§ **Bloque de texto**
┄┄┄┄┄┄┄┄┄┄

Dian Maria Blandina y Lauren Paremoer, miembros de la red contraparte de medico People’s Health Movement, hablan de un “abismo profundo entre, por un lado, el enfoque del Norte Global basado en la seguridad sanitaria y los intereses industriales y, por el otro, la insistencia del Sur Global por un acceso justo a los productos de salud y el fortalecimiento de su producción local”. Una dosis de la única vacuna aprobada cuesta 100 dólares, una cantidad impagable para países sacudidos por crisis y guerras. Al mismo tiempo, las acciones del único fabricante de la misma –Bavarian Nordic, de Dinamarca– subieron más de 40 por ciento debido al brote reciente de la enfermedad.
Actualmente, Unión Europea pretende poner vacunas a disposición de los países afectados a modo de donaciones; sin embargo, según explica el Center for Disease Control de la Unión Africana, las 215 mil dosis aseguradas representan tan sólo una décima parte de lo que únicamente los Estados africanos requieren hasta fines de año. La filantropía no puede cerrar el abismo fundamental que se abre entre el modelo monopolista de la industria farmacéutica con su estricto sistema de patentes y la necesidad de producir las vacunas localmente.
Tal como ocurrió durante la pandemia de COVID, a los países se les continúa negando, al más puro estilo neocolonial, la posibilidad de producir ellos mismos sus vacunas. Según Bavarian Nordic, “la producción local de vacunas en África es impracticable desde el punto de vista tecnológico”. Esto es una falsedad. El grupo de interés alternativo Public Citizen realizó una investigación hace dos años, demostrando que la tecnología necesaria para la producción de vacunas contra el virus mpox ya existe en varios países del Sur Global y es utilizada en la vacuna contra el sarampión, cuyo costo es aproximadamente de cuatro dólares por dosis. Los requisitos faltantes serían la transferencia de tecnología y el intercambio libre de derechos de propiedad intelectual, los cuales serían posibles con licencias abiertas de la OMS. Sin embargo, actualmente sólo se está discutiendo un modelo para abastecer de vacunas a los países africanos. Ayoade Alakija, comisionado especial de este organismo, es un crítico de este modelo desde la pandemia de COVID: “No debería discutirse sobre la infantilización de África, sino sobre su decolonización”.

┄┄┄┄┄┄┄┄┄┄

§ **Material proporcionado**
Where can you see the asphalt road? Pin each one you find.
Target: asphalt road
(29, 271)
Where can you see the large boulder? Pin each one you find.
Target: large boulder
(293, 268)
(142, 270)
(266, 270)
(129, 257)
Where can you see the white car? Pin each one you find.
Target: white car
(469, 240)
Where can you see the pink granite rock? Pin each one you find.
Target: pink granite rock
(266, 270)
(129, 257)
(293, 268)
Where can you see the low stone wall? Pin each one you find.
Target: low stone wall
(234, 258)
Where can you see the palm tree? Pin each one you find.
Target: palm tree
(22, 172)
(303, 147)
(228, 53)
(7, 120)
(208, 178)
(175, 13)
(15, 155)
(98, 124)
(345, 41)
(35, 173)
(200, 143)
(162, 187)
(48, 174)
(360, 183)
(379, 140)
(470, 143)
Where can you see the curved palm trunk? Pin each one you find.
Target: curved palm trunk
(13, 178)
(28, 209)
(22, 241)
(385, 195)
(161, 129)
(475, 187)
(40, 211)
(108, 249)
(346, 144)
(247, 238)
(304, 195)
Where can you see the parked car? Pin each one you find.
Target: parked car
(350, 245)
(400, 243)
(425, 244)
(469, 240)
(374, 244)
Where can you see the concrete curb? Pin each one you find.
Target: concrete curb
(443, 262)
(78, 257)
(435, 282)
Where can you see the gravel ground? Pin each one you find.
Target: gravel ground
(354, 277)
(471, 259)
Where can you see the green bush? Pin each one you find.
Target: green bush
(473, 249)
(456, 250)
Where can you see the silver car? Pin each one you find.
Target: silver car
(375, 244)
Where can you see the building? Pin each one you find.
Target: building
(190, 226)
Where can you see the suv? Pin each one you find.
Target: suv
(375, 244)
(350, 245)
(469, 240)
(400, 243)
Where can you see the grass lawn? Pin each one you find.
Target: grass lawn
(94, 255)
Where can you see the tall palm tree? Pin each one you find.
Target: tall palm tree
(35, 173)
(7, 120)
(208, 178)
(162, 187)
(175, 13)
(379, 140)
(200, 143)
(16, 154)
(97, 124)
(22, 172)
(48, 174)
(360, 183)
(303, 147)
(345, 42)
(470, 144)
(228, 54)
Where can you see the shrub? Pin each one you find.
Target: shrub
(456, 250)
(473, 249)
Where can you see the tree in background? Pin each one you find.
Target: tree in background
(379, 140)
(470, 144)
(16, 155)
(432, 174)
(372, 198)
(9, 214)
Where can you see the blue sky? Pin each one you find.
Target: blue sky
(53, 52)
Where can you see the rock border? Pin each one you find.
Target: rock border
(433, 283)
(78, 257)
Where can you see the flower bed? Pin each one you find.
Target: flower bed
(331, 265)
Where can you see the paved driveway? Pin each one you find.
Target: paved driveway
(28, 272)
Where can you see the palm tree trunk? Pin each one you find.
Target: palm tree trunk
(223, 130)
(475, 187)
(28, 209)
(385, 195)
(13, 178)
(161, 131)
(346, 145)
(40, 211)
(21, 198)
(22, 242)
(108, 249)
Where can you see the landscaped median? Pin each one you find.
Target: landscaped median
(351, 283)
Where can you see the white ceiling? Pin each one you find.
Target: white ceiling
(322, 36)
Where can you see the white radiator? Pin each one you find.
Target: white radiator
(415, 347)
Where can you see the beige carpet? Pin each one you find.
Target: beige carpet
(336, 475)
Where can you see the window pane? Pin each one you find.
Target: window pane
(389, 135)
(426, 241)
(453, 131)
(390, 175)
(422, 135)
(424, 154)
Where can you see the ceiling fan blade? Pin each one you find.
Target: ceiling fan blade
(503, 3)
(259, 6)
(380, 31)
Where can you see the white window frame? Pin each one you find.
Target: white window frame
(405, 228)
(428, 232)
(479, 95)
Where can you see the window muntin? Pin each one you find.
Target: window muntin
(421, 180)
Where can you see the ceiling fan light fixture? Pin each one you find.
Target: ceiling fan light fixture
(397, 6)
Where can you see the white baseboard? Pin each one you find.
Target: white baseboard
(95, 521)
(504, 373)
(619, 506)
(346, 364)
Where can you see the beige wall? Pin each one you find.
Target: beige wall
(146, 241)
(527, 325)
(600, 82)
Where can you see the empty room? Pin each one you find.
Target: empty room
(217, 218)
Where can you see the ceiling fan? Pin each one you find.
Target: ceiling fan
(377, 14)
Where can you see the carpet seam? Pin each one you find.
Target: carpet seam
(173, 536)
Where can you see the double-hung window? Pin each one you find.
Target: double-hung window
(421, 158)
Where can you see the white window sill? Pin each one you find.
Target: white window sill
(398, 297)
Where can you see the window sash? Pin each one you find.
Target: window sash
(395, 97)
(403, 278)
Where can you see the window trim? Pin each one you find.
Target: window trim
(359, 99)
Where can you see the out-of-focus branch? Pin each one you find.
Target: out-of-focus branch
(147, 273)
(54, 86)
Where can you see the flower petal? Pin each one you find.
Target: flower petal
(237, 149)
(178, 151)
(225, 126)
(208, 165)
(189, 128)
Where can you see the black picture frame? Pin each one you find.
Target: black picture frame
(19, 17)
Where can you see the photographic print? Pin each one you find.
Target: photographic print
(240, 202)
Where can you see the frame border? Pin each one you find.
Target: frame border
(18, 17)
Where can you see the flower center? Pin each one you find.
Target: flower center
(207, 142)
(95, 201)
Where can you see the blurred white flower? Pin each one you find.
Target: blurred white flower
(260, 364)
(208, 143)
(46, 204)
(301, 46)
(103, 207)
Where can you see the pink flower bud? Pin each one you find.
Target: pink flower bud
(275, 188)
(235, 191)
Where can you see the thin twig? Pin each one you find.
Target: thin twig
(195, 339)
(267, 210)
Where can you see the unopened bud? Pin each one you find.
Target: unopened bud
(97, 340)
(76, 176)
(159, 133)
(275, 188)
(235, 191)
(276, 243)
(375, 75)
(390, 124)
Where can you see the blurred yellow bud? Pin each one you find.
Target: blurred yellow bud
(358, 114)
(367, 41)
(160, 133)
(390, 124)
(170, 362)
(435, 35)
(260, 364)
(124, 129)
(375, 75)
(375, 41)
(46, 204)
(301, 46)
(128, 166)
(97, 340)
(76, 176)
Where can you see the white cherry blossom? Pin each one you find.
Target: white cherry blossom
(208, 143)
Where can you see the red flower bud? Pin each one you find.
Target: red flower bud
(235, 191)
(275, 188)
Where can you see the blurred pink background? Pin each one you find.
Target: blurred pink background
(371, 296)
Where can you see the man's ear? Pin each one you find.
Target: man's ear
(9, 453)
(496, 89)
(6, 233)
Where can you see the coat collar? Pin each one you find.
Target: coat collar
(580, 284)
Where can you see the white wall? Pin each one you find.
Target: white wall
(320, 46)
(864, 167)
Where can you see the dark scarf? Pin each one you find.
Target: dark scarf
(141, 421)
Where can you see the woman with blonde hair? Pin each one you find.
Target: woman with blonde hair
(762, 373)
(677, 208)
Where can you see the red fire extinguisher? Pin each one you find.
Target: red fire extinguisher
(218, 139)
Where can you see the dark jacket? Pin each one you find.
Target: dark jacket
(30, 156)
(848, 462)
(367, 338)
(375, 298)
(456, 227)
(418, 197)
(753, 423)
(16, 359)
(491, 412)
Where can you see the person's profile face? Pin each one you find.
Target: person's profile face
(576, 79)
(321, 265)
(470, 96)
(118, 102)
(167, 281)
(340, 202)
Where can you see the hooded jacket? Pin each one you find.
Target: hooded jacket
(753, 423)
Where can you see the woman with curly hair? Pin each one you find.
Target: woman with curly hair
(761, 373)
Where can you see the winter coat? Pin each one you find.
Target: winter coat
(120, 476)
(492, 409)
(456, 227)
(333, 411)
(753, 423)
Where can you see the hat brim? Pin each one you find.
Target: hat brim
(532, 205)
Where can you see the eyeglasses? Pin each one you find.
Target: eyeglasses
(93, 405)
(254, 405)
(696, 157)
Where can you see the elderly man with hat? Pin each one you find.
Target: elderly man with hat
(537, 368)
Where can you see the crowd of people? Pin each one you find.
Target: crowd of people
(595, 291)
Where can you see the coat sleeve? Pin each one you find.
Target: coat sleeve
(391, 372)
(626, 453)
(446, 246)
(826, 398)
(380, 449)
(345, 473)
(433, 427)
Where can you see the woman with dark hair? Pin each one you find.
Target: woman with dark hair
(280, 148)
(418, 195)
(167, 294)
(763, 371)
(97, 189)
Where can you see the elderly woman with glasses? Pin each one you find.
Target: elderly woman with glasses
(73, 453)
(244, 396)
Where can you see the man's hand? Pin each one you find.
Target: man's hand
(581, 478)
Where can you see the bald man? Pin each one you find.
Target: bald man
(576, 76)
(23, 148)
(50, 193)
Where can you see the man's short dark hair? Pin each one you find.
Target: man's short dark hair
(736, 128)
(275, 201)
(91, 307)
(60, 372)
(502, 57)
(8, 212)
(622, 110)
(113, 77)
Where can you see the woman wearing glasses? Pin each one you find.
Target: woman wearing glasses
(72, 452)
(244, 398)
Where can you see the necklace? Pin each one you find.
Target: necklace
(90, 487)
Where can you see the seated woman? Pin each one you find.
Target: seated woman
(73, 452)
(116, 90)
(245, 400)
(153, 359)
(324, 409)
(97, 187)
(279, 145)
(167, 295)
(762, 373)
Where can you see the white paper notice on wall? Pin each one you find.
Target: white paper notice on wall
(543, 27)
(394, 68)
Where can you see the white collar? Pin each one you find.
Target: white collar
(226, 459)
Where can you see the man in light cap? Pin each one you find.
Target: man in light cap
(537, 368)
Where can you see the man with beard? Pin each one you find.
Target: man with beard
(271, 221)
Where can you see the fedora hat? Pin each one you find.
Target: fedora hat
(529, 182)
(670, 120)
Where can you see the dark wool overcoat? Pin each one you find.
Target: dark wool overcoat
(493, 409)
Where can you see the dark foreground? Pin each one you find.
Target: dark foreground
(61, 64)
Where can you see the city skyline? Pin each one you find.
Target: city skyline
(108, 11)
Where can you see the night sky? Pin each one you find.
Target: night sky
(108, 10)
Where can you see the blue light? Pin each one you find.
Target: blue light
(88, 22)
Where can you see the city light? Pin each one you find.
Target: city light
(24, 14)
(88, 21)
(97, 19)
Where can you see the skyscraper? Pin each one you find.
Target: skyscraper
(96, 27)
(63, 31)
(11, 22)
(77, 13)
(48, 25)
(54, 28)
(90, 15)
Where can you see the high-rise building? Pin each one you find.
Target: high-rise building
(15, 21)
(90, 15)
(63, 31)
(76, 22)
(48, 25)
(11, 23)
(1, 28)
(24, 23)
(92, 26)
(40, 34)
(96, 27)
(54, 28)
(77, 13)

┄┄┄┄┄┄┄┄┄┄

§ **Qué hacer**
¿Puedes seguir escribiendo el texto sobre el acceso a la vacuna contra la mpox a partir de su última oración?

§ **Respuesta**
Ya hace 70 años, los países de Asia y África declararon que “ningún país puede aislarse del resto”, en el marco de la primera conferencia postcolonial en Bandung, Indonesia. Como respuesta, los países europeos cerraron filas e convirtieron su política de explotación y aislamiento en programa. El brote de mpox podría ofrecer a Alemania y Europa la oportunidad de actuar con horizontalidad al menos en el ámbito de la política sanitaria y poner así a disposición el conocimiento para la producción de vacunas. La confianza perdida podría compensarse haciendo posible una acción solidaria, internacional y coordinada durante crisis sanitarias mediante un acuerdo sobre pandemias. Los virus no conocen fronteras.